--- START TASK DATA ---

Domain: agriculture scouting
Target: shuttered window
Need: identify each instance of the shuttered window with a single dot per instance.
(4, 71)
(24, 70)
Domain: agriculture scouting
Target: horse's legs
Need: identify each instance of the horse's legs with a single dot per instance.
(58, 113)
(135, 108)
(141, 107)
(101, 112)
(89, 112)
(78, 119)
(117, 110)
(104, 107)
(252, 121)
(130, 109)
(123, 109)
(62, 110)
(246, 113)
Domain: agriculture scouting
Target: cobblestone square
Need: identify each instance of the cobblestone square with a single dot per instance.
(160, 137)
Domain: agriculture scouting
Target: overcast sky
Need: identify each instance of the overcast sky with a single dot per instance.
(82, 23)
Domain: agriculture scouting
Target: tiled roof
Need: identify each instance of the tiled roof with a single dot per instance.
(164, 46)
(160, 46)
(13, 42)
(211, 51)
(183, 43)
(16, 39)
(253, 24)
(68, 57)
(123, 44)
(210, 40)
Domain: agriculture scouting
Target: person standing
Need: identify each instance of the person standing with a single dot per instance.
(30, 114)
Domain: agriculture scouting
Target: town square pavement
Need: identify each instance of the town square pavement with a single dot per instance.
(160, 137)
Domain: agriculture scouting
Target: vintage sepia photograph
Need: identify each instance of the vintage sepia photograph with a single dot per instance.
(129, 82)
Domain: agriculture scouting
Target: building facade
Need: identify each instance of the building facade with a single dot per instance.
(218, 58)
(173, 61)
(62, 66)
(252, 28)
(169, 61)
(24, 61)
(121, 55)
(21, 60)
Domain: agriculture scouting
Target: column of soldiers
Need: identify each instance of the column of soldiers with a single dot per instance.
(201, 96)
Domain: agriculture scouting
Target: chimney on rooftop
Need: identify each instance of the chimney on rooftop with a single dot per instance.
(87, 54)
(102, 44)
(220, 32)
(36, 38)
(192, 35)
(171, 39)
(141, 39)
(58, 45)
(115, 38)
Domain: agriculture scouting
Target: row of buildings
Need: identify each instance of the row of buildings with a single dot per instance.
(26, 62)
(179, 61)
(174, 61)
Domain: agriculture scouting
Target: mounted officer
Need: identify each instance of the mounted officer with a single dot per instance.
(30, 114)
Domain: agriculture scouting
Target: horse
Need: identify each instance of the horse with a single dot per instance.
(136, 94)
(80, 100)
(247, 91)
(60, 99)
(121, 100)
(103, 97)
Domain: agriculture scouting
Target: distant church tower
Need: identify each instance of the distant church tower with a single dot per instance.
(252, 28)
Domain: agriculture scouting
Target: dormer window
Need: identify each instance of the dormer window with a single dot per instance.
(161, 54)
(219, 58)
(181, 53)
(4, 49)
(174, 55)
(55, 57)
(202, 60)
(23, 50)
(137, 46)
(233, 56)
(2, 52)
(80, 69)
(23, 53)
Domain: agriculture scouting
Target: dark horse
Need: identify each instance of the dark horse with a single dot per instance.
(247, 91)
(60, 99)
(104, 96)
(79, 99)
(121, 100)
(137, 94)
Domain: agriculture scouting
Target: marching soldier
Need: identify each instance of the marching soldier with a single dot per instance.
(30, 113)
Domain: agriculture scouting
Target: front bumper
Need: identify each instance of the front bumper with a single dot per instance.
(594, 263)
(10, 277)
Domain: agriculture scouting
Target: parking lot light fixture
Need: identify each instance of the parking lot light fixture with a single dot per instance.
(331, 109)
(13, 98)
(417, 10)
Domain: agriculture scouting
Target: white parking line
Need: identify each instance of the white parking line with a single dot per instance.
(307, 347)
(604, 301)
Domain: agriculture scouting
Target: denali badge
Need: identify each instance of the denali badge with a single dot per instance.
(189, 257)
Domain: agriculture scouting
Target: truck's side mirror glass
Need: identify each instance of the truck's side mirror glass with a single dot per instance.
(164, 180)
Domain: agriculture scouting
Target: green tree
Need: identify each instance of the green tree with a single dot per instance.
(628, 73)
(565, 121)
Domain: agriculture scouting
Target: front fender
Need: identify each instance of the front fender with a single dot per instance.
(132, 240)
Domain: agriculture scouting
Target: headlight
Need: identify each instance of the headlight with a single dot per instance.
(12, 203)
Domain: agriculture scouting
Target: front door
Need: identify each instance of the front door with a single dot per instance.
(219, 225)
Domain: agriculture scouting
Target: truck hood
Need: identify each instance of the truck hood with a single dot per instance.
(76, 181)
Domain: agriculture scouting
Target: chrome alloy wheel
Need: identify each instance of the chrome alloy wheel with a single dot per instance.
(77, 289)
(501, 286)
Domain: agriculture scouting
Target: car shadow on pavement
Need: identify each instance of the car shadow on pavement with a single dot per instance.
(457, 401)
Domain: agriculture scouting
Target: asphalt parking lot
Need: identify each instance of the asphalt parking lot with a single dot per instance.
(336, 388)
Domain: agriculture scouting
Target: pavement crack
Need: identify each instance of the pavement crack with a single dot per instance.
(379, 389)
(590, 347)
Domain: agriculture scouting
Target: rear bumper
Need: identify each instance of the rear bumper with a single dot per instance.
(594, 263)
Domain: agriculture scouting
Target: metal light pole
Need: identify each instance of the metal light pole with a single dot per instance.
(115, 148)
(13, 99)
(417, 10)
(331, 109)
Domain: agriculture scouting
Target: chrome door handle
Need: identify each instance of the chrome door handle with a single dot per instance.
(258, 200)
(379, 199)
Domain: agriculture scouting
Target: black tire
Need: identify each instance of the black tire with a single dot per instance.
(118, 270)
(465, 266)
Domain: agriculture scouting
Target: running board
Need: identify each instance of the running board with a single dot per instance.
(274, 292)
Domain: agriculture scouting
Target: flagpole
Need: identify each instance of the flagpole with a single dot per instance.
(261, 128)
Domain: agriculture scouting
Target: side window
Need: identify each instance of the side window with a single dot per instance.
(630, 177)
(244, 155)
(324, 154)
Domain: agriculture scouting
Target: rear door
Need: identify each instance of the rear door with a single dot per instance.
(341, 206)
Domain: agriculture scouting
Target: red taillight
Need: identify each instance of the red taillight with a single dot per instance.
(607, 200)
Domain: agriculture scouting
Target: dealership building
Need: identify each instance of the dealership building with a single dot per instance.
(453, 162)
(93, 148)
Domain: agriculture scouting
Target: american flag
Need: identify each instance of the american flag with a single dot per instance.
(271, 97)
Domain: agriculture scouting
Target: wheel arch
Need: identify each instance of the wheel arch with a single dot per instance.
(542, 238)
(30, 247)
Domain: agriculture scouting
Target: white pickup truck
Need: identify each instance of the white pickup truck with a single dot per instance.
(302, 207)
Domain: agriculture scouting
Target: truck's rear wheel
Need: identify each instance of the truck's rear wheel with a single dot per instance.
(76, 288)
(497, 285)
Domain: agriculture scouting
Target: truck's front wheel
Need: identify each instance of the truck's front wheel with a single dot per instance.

--- END TASK DATA ---

--- GIVEN PROBLEM ---
Copy every record above exactly as it appears.

--- SOLUTION ---
Domain: agriculture scouting
Target: shuttered window
Need: identify each instance of the shuttered window with a single dot per instance.
(4, 71)
(24, 70)
Domain: agriculture scouting
Target: horse's legs
Need: identify each instance of the horse's legs with a single dot per instance.
(58, 113)
(135, 108)
(141, 107)
(101, 112)
(89, 112)
(78, 119)
(117, 110)
(104, 107)
(252, 121)
(130, 109)
(123, 109)
(62, 110)
(246, 113)
Domain: agriculture scouting
Target: cobblestone square
Need: identify each instance of the cobblestone square with a single dot per instance.
(160, 137)
Domain: agriculture scouting
Target: overcast sky
Need: identify each instance of the overcast sky with a single dot per instance.
(82, 23)
Domain: agriculture scouting
Target: tiled roof
Need: identify each instance of the tiled roof with a single dot per instance.
(164, 46)
(160, 46)
(13, 42)
(211, 51)
(183, 43)
(16, 39)
(253, 24)
(68, 57)
(123, 44)
(210, 40)
Domain: agriculture scouting
Target: person standing
Need: identify each instance of the person standing with a single dot per instance.
(30, 114)
Domain: agriculture scouting
Target: town square pavement
Need: identify each instance of the town square pavement with a single dot per instance.
(160, 137)
Domain: agriculture scouting
Target: vintage sepia photograph
Need: identify each instance of the vintage sepia photograph with a single dot per instance.
(129, 82)
Domain: agriculture scouting
Target: building facade
Need: identify each instance of the building facade with a single dot per instance.
(218, 58)
(173, 61)
(62, 66)
(252, 28)
(169, 61)
(24, 61)
(121, 55)
(21, 60)
Domain: agriculture scouting
Target: column of soldiers
Need: identify each instance of the column of soldiers with a single dot per instance.
(201, 96)
Domain: agriculture scouting
Target: chimney on rooftop
Need: identify each instance of the chimney on rooftop with a single dot per instance.
(87, 54)
(102, 44)
(220, 32)
(36, 38)
(192, 35)
(171, 39)
(141, 39)
(58, 45)
(115, 38)
Domain: agriculture scouting
Target: row of buildings
Need: identify each instance of the row of buildings with a single dot per instance.
(26, 62)
(179, 61)
(174, 61)
Domain: agriculture scouting
Target: mounted officer
Need: identify each instance of the mounted officer with a single dot per instance.
(30, 114)
Domain: agriculture scouting
Target: horse
Need: identify each instance of the horse with a single dot per instance.
(136, 94)
(80, 100)
(247, 91)
(60, 99)
(121, 100)
(103, 97)
Domain: agriculture scouting
Target: distant church tower
Need: identify each instance of the distant church tower with a single dot per instance.
(252, 28)
Domain: agriculture scouting
Target: dormer window
Need: identify each instance of the dormer window with a single dot per instance.
(161, 54)
(219, 58)
(181, 53)
(4, 49)
(174, 55)
(55, 57)
(202, 60)
(23, 50)
(137, 46)
(233, 56)
(2, 52)
(80, 69)
(23, 53)
Domain: agriculture scouting
Target: dark horse
Need: identify each instance of the dark horse with a single dot per instance.
(247, 91)
(60, 99)
(104, 96)
(79, 99)
(121, 100)
(137, 94)
Domain: agriculture scouting
Target: marching soldier
Need: identify each instance of the marching soldier with a single dot per instance.
(30, 113)
Domain: agriculture scouting
Target: front bumper
Need: identify each instance of the front bumper with a single dot per instance.
(594, 263)
(10, 277)
Domain: agriculture scouting
Target: parking lot light fixture
Need: identify each instance of the parking lot light fixture with a single dot per instance.
(331, 109)
(13, 98)
(417, 10)
Domain: agriculture scouting
Target: white parking line
Need: identify each instance of the white parking line with a single dot per instance.
(307, 347)
(604, 301)
Domain: agriculture scouting
Target: denali badge
Need: identify each instance of the denali badge with a single dot per instance.
(189, 257)
Domain: agriculture scouting
Target: truck's side mirror glass
Need: identify each instance of the truck's side mirror glass with a single dot per instance.
(164, 180)
Domain: agriculture scouting
Target: green tree
Need: identify each instance of the green tree with a single dot per instance.
(628, 73)
(565, 121)
Domain: agriculture scouting
Target: front fender
Need: identify each instance of the front fender with a single dot per instance.
(132, 240)
Domain: agriculture scouting
Target: headlight
Need: identify each instance of the headlight with a single dot per instance.
(12, 203)
Domain: agriculture scouting
Target: front door
Need: identify each instance of the front door with a single dot per instance.
(219, 225)
Domain: agriculture scouting
Target: truck hood
Need: identify each instance of the truck hood with a single dot per instance.
(76, 181)
Domain: agriculture scouting
Target: chrome alloy wheel
Need: identify each instance of the chrome alloy wheel with a single dot per instance.
(77, 289)
(501, 286)
Domain: agriculture scouting
Target: car shadow on pavement
Need: identify each instance of the car shadow on pavement with a single dot per instance.
(457, 401)
Domain: agriculture scouting
Target: asphalt parking lot
Need: identify each instance of the asphalt parking lot with a single dot per instance.
(336, 388)
Domain: agriculture scouting
Target: pavement crack
Need: identify each instance of the pavement crack with a single dot per instance.
(379, 389)
(590, 347)
Domain: agriculture scouting
Target: rear bumper
Need: identify each instance of the rear bumper with a single dot per instance.
(594, 263)
Domain: agriculture scouting
Target: metal light pole
Need: identify each instance of the metal light pole with a single dot per instance.
(115, 148)
(13, 99)
(417, 10)
(331, 109)
Domain: agriculture scouting
Target: chrome door handle
Need: identify each instance of the chrome door handle with a single dot per instance.
(258, 200)
(379, 199)
Domain: agriculture scouting
Target: black tire
Need: identify each instance of the black tire with a single dot per instance.
(118, 270)
(465, 266)
Domain: agriculture scouting
Target: running board
Need: identify each instance of the running board with a single dot per instance.
(274, 292)
Domain: agriculture scouting
Target: flagpole
Need: identify each instance of the flagpole with a single dot per instance.
(261, 128)
Domain: agriculture scouting
Target: side window
Need: identify each instance of the side window with a single dot per instance.
(630, 177)
(244, 155)
(324, 154)
Domain: agriculture scouting
Target: rear door
Need: identify each instance of the rear door with a single dot per instance.
(341, 206)
Domain: agriculture scouting
Target: red taillight
Need: identify each instance of the red taillight with a single dot per instance.
(607, 200)
Domain: agriculture scouting
Target: dealership building
Need: identify each instance of the dealership building with a single dot per instance.
(453, 162)
(93, 148)
Domain: agriculture scouting
Target: american flag
Need: identify each instance of the american flag with a single dot per instance.
(271, 97)
Domain: agriculture scouting
Target: wheel arch
Need: identify each instance of the wheel arch with a single dot per instance.
(542, 238)
(30, 247)
Domain: agriculture scouting
Target: white pickup truck
Need: identify each instance of the white pickup truck with a single dot per instance.
(302, 207)
Domain: agriculture scouting
Target: truck's rear wheel
Need: identify each instance of the truck's rear wheel with a single dot per instance.
(76, 288)
(497, 285)
Domain: agriculture scouting
Target: truck's front wheel
Need: identify each instance of the truck's front wheel with a single dot per instance.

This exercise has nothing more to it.